(Excerpts from a dataset)
--

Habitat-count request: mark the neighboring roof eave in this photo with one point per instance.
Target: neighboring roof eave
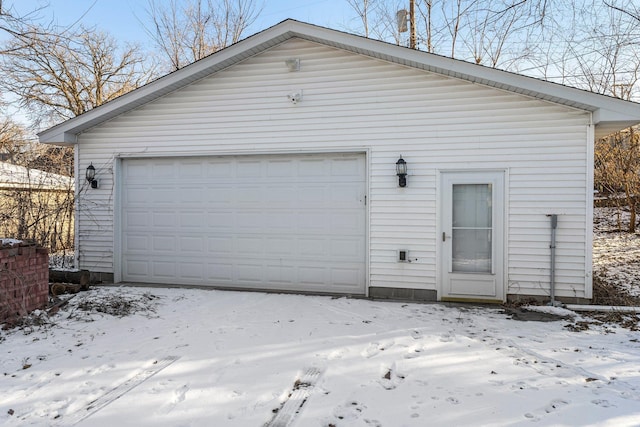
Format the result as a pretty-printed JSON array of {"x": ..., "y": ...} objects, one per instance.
[{"x": 608, "y": 112}]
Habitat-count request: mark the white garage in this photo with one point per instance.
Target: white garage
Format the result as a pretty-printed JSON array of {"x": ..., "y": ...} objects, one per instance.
[
  {"x": 286, "y": 222},
  {"x": 275, "y": 164}
]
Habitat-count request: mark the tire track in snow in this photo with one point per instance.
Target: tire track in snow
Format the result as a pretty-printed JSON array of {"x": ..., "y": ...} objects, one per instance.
[{"x": 118, "y": 391}]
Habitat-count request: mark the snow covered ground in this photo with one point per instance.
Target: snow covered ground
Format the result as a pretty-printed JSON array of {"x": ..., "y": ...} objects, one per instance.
[{"x": 216, "y": 358}]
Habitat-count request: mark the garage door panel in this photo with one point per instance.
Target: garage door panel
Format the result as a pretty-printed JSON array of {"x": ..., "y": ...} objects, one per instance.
[{"x": 273, "y": 222}]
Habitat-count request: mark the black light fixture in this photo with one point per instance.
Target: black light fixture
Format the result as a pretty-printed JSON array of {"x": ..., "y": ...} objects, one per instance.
[
  {"x": 91, "y": 176},
  {"x": 401, "y": 171}
]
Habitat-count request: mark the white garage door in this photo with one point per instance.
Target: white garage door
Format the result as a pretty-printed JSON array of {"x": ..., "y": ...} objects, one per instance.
[{"x": 294, "y": 222}]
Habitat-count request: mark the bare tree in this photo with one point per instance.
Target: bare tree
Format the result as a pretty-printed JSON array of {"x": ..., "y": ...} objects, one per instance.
[
  {"x": 189, "y": 30},
  {"x": 36, "y": 191},
  {"x": 57, "y": 77},
  {"x": 363, "y": 9},
  {"x": 617, "y": 171}
]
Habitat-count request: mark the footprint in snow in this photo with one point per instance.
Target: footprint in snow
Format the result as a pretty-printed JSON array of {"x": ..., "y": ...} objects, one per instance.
[
  {"x": 414, "y": 352},
  {"x": 446, "y": 338},
  {"x": 602, "y": 402},
  {"x": 375, "y": 348},
  {"x": 179, "y": 395},
  {"x": 453, "y": 400},
  {"x": 555, "y": 405}
]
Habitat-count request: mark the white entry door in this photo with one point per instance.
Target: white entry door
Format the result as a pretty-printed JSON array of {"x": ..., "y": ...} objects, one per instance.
[{"x": 472, "y": 235}]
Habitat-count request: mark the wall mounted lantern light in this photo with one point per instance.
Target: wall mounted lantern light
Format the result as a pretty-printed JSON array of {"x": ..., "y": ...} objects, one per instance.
[
  {"x": 91, "y": 176},
  {"x": 401, "y": 171}
]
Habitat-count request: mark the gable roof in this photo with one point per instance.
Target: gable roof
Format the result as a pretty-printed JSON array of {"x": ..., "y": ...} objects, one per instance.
[{"x": 609, "y": 114}]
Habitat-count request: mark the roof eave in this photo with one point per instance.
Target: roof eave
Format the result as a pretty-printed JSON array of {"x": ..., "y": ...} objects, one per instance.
[{"x": 609, "y": 113}]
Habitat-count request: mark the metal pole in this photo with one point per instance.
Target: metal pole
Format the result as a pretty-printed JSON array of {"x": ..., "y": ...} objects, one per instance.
[
  {"x": 554, "y": 225},
  {"x": 412, "y": 20}
]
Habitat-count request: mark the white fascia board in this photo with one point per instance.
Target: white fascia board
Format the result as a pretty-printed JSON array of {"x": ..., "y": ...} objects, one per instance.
[
  {"x": 607, "y": 108},
  {"x": 66, "y": 132},
  {"x": 608, "y": 111}
]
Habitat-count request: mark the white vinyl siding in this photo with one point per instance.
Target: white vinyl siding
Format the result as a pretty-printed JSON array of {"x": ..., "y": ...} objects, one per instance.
[{"x": 355, "y": 103}]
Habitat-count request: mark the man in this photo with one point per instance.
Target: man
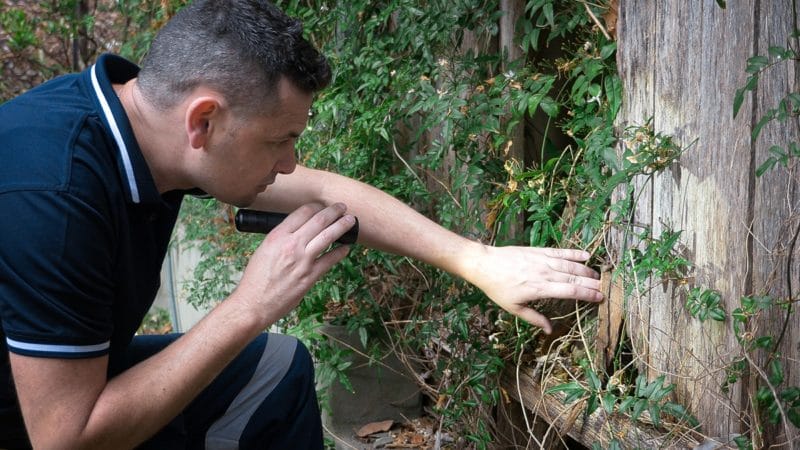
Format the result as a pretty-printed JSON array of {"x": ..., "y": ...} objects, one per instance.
[{"x": 94, "y": 167}]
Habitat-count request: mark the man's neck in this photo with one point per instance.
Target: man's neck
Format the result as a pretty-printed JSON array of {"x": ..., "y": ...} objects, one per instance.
[{"x": 158, "y": 135}]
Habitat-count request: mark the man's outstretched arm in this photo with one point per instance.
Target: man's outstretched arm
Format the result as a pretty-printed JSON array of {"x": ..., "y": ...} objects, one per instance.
[{"x": 511, "y": 276}]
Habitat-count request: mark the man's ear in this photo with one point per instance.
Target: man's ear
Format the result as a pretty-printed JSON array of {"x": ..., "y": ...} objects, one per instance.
[{"x": 202, "y": 115}]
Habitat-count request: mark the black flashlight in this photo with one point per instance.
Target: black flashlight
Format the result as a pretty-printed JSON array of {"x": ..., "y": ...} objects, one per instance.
[{"x": 252, "y": 221}]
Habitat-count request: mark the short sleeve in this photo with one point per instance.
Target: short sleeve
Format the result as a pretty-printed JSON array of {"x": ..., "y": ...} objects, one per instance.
[{"x": 56, "y": 274}]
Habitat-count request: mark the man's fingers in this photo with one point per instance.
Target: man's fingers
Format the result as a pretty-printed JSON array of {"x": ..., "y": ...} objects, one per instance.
[
  {"x": 329, "y": 259},
  {"x": 574, "y": 268},
  {"x": 534, "y": 318},
  {"x": 570, "y": 291}
]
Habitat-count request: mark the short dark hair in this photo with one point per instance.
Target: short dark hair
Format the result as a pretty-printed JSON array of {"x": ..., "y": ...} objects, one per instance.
[{"x": 241, "y": 48}]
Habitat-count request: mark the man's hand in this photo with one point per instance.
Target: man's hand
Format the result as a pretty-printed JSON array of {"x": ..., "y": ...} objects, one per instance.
[
  {"x": 291, "y": 259},
  {"x": 515, "y": 276}
]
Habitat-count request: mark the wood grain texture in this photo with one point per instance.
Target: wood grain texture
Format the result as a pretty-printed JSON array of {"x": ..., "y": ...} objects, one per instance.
[{"x": 681, "y": 63}]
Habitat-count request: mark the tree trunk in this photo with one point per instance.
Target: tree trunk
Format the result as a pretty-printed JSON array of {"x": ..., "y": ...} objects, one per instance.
[{"x": 681, "y": 64}]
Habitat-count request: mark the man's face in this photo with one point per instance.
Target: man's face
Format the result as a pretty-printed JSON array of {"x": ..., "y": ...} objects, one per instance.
[{"x": 252, "y": 151}]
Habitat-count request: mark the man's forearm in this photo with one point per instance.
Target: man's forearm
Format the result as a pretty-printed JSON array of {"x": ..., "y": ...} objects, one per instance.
[{"x": 385, "y": 223}]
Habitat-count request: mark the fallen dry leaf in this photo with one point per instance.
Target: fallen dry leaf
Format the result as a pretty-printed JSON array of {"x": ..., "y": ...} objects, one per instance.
[{"x": 374, "y": 427}]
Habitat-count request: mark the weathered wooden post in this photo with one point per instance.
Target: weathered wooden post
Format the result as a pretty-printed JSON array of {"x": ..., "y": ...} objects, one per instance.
[{"x": 681, "y": 64}]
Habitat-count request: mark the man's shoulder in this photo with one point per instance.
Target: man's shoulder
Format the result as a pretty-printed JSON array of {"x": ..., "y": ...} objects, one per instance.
[{"x": 43, "y": 130}]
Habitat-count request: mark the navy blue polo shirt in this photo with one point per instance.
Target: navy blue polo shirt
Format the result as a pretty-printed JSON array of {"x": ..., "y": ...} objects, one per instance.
[{"x": 83, "y": 229}]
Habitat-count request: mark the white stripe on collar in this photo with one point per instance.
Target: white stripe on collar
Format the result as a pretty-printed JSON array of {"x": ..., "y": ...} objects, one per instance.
[{"x": 123, "y": 149}]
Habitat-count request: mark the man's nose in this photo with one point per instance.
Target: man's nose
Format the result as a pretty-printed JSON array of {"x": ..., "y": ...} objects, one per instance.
[{"x": 287, "y": 164}]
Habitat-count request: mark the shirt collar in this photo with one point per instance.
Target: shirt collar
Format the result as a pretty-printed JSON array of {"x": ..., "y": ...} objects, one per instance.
[{"x": 138, "y": 181}]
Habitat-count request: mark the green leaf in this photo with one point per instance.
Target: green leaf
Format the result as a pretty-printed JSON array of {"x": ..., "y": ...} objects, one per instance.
[
  {"x": 777, "y": 52},
  {"x": 549, "y": 106},
  {"x": 608, "y": 401},
  {"x": 608, "y": 50},
  {"x": 362, "y": 334},
  {"x": 638, "y": 408},
  {"x": 679, "y": 412},
  {"x": 793, "y": 414},
  {"x": 626, "y": 404},
  {"x": 718, "y": 314},
  {"x": 594, "y": 381},
  {"x": 655, "y": 414},
  {"x": 738, "y": 99},
  {"x": 761, "y": 122}
]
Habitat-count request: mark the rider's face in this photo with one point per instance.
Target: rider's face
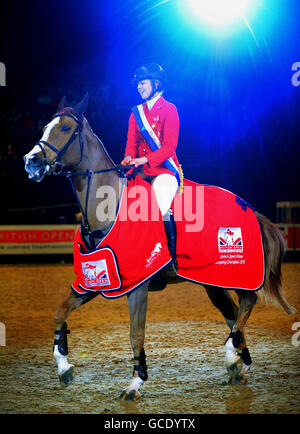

--

» **Exercise requirements**
Reproduce the records above from their first line to the line bearing "Target: tire track in snow", both ends included, leaving every picture out.

» **Result**
Habitat-count request: mark the neighboring roof eave in this photo with one point per instance.
Target: neighboring roof eave
Format the result as a pretty-printed JSON array of {"x": ..., "y": ...} objects, one per instance.
[{"x": 608, "y": 112}]
Habitat-count request: mark the white garage in this photo with one point per instance.
Target: white garage
Format the result as a pretty-printed JSON array of {"x": ..., "y": ...} objects, one per instance.
[
  {"x": 286, "y": 222},
  {"x": 275, "y": 164}
]
Habitat-count request: mark the tire track in snow in this photo with one point per instance.
Target: tire track in snow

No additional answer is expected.